**Objectif 1**
Énumérez les sociétés de l'audiovisuel public dont le texte sur l'indépendance de l'audiovisuel public confie de nouveau au CSA la désignation des présidents.

Présenté en Conseil des ministres le 5 juin 2013 par Mme Aurélie Filippetti, ministre de la culture et de la communication, le projet de loi relatif à l’indépendance de l’audiovisuel public a été adopté par l’Assemblée nationale le 24 juillet 2013 et par le Sénat, le 1er octobre 2013. Le texte définitif a été adoptés, après accord en commission mixte paritaire, par le Sénat le 17 octobre 2013.
Ce projet a pour principal objectif de redonner davantage de pouvoir au Conseil supérieur de l’audiovisuel (CSA) ainsi que de lui garantir une indépendance jusqu’à maintenant jamais atteinte. Ce qui devait être à l’origine qu’une « petite loi », va beaucoup plus loin dans le renforcement des pouvoirs du CSA. Cependant, l’indépendance du Conseil, bien qu’incontestablement accrue, n’en est pas moins discutable.
Une « petite loi » devenue grande
Le projet de loi sur l’indépendance de l’audiovisuel public vient reprendre l’engagement de François Hollande durant sa campagne présidentielle, de revenir sur la loi du 5 mars 2009 relative à la communication audiovisuelle et au nouveau service public de la télévision. Cette dernière avait retiré au Conseil supérieur de l’audiovisuel (CSA) son pouvoir de nomination des dirigeants de l’audiovisuel public pour le confier au Président de la République. Ayant fait l’objet de nombreuses critiques et mettant en doute l’indépendance des PDG des chaînes publics face à l’exécutif, il était nécessaire de revenir à un mode de nomination hors de tout soupçon. Désormais, le CSA sera de nouveau compétent pour désigner les présidents de France Télévision, Radio France et France Médias Monde. Le processus de nomination repose sur des auditions à huit clos des candidats potentiels suivies d’un scrutin à bulletin secret. Les candidats ainsi élus pour cinq ans n’auront aucun compte à rendre au régulateur pendant toute la durée de leur mandat.

**Objectif 2**
Présentez sous forme de tableau Markdown, avec les colonnes « Numéro » et « Ligne », les lignes de la liste depuis celle qui contient « Indicate the black trousers » jusqu'à la fin de la liste, en omettant les lignes vides.

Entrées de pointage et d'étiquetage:
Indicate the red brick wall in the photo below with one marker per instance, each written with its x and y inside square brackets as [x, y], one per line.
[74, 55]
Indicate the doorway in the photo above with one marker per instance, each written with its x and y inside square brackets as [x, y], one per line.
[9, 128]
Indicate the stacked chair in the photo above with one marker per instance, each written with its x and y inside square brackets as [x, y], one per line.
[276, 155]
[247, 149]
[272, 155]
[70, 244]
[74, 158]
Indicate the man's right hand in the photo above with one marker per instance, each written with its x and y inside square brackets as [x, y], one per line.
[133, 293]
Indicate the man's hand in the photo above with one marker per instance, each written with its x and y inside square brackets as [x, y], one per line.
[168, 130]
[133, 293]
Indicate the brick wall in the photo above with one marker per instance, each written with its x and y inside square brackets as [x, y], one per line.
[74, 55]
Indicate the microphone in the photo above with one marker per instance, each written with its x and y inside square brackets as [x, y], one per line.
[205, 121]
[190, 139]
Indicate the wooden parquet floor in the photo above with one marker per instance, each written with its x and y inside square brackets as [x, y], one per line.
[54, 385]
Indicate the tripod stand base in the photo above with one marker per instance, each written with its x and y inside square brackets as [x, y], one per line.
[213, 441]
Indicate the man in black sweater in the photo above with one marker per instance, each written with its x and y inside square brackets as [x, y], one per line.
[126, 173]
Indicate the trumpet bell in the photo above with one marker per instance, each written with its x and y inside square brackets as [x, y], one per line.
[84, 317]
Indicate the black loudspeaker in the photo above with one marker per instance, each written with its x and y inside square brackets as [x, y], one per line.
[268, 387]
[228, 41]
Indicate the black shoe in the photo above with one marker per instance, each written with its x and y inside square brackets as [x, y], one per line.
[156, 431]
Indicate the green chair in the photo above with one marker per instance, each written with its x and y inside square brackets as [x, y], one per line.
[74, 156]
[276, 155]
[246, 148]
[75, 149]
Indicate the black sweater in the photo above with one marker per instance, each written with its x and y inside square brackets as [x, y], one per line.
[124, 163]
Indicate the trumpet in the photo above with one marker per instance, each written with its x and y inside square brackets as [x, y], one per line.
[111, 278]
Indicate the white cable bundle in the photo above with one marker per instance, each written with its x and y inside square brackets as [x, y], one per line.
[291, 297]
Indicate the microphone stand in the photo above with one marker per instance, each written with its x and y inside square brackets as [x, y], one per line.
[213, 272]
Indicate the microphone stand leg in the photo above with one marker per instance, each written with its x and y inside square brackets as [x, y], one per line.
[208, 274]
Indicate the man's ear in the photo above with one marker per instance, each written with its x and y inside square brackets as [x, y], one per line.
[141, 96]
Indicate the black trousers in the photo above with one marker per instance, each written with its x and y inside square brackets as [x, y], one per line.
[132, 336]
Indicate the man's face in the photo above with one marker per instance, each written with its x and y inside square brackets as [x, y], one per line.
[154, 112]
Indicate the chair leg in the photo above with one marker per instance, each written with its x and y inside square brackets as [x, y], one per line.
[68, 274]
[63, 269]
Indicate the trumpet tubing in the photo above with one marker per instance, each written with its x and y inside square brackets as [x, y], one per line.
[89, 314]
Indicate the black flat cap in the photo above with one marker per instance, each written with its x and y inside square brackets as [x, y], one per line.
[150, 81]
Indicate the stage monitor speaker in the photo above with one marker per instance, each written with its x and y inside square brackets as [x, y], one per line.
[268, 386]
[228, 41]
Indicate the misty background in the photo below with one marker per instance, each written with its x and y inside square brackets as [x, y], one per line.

**Réponse rédigée 1**
- France Télévision
- Radio France
- France Médias Monde

**Réponse rédigée 2**
| Numéro | Ligne |
|---|---|
| 1 | Indicate the black trousers in the photo above with one marker per instance, each written with its x and y inside square brackets as [x, y], one per line. |
| 2 | [132, 336] |
| 3 | Indicate the man's face in the photo above with one marker per instance, each written with its x and y inside square brackets as [x, y], one per line. |
| 4 | [154, 112] |
| 5 | Indicate the chair leg in the photo above with one marker per instance, each written with its x and y inside square brackets as [x, y], one per line. |
| 6 | [68, 274] |
| 7 | [63, 269] |
| 8 | Indicate the trumpet tubing in the photo above with one marker per instance, each written with its x and y inside square brackets as [x, y], one per line. |
| 9 | [89, 314] |
| 10 | Indicate the black flat cap in the photo above with one marker per instance, each written with its x and y inside square brackets as [x, y], one per line. |
| 11 | [150, 81] |
| 12 | Indicate the stage monitor speaker in the photo above with one marker per instance, each written with its x and y inside square brackets as [x, y], one per line. |
| 13 | [268, 386] |
| 14 | [228, 41] |
| 15 | Indicate the misty background in the photo below with one marker per instance, each written with its x and y inside square brackets as [x, y], one per line. |